- _SOURCE EXTRACT_:
━━━━

Fraternal Charity. The priest is a man of charity and is called to educate others according to Christ’s example and the new commandment of brotherly love. (Jn 15:12.) But this demands that he allow himself to be constantly trained by the Spirit in the charity of Christ.” (Blessed John Paul II)  This charity of the priest springs forth from prayer and from the contemplation of the mystery of divine mercy. This charity consists in self-giving, found in the program of formation in poverty, obedience and chastity.

We want to form virtuous men, according to the doctrine of the great teachers of the spiritual life, especially Saint Augustine, Saint Thomas Aquinas, Saint John of the Cross, Saint Teresa of Jesus, Saint Ignatius of Loyola, Saint Louis-Marie Grignion de Montfort, Saint Thérèse of the Child Jesus and from the example of all the saints of all times that the Church proposes as examples of virtue for us to imitate.

One aspect of spiritual formation should be to acquire discipline of life, which goal is no other than to grasp the “style” of our Lord Jesus Christ, which in Him is no other than the attitudes that He has as the Son next to the Father. Discipline in our relationship to Him as disciples consists in considering Him as our “path” to the Father. The discipline is the fundamental attitude of the disciple. It is the submission to the rules of life in order that the truth may be incarnate in the life of the disciples. For us, the Truth is Christ and to be docile to the discipline means to let Him be our Lord.

━━━━

- _SOURCE RECORDS_:
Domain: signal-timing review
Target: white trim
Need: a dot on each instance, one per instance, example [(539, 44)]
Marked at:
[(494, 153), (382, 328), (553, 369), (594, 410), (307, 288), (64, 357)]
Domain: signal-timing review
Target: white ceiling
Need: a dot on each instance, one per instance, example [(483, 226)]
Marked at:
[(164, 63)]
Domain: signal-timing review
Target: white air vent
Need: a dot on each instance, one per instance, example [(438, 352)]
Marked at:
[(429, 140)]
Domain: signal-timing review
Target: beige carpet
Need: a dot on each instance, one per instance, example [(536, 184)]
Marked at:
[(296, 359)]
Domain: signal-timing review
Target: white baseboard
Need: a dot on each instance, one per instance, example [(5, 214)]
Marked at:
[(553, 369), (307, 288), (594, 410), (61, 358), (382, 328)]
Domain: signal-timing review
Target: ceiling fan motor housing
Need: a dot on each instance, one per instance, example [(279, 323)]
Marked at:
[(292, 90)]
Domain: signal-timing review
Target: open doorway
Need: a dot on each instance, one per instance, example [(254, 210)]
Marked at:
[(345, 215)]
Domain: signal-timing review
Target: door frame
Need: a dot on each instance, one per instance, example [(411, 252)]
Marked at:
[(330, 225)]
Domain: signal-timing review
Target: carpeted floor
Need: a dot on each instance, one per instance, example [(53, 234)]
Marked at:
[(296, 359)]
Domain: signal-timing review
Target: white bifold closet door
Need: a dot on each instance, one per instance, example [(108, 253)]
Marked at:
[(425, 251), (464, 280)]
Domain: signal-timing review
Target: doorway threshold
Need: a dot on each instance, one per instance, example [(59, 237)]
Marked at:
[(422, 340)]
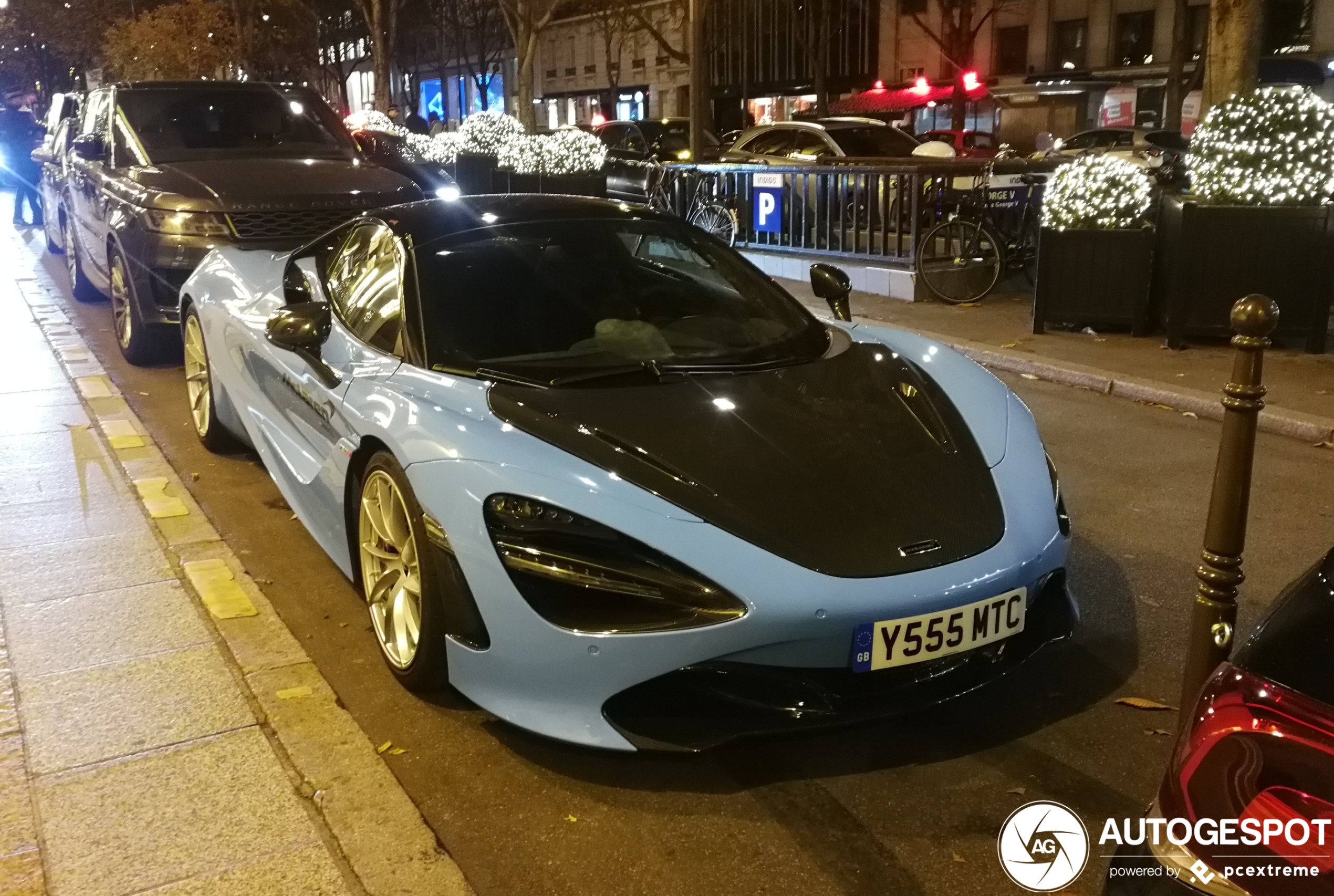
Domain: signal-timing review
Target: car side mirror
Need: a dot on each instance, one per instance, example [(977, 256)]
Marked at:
[(90, 147), (833, 286), (302, 328)]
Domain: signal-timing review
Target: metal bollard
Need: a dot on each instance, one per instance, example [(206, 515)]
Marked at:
[(1220, 571)]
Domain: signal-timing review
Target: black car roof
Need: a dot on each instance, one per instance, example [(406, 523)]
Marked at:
[(433, 219)]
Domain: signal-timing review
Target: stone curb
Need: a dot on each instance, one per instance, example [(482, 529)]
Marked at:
[(1281, 422), (369, 819)]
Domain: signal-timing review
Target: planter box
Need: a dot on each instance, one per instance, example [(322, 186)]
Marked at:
[(509, 182), (1093, 278), (473, 172), (1209, 256)]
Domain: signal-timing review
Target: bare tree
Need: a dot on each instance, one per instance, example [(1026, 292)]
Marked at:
[(961, 23), (471, 34), (526, 19)]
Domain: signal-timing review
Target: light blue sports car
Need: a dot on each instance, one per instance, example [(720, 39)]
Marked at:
[(599, 474)]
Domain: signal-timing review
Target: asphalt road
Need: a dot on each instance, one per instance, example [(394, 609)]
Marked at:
[(905, 807)]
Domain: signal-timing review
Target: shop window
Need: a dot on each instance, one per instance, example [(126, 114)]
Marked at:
[(1071, 45), (1135, 38), (1013, 50)]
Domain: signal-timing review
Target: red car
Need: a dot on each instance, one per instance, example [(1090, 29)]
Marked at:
[(967, 144)]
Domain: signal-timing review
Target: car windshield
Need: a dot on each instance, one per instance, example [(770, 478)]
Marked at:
[(873, 142), (579, 299), (182, 124), (671, 137)]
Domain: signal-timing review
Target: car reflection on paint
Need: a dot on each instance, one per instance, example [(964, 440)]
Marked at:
[(599, 474)]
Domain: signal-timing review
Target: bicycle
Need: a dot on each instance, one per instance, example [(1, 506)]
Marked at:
[(962, 258), (702, 209)]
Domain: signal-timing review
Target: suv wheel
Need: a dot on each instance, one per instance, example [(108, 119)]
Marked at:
[(132, 334)]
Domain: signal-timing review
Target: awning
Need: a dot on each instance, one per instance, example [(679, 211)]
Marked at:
[(888, 100)]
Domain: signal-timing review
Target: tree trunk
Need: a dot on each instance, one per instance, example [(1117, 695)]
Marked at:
[(1233, 53), (1176, 66)]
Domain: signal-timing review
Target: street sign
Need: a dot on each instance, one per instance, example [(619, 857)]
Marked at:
[(767, 202)]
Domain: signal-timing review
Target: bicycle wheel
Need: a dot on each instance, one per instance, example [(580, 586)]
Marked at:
[(960, 261), (1029, 251), (715, 219)]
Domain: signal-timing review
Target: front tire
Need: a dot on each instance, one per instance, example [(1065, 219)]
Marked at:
[(398, 579), (199, 389)]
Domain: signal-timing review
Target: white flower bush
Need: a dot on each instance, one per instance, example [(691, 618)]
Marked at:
[(486, 132), (1097, 194), (569, 151), (1270, 147)]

━━━━

- _REQUIREMENT 1_:
Using the text on priestly formation, decide whether each statement agrees with it, answering yes or no and quoting the deciding words: (a) The priest's charity springs from prayer and from contemplating the mystery of divine mercy. (b) Saint Francis of Assisi is among the teachers of the spiritual life named in the text. (c) Discipline is called the fundamental attitude of the disciple.
- _REQUIREMENT 2_:
Give the lines of the listing as a JSON list of strings, one string per line and with blank lines left out, running from the start of the listing through the line containing "[(164, 63)]", inclusive.

- _FULL SOLUTION 1_:
(a) Yes: "This charity of the priest springs forth from prayer and from the contemplation of the mystery of divine mercy."
(b) No: "especially Saint Augustine, Saint Thomas Aquinas, Saint John of the Cross, Saint Teresa of Jesus, Saint Ignatius of Loyola, Saint Louis-Marie Grignion de Montfort, Saint Thérèse of the Child Jesus"
(c) Yes: "The discipline is the fundamental attitude of the disciple."

- _FULL SOLUTION 2_:
[
  "Domain: signal-timing review",
  "Target: white trim",
  "Need: a dot on each instance, one per instance, example [(539, 44)]",
  "Marked at:",
  "[(494, 153), (382, 328), (553, 369), (594, 410), (307, 288), (64, 357)]",
  "Domain: signal-timing review",
  "Target: white ceiling",
  "Need: a dot on each instance, one per instance, example [(483, 226)]",
  "Marked at:",
  "[(164, 63)]"
]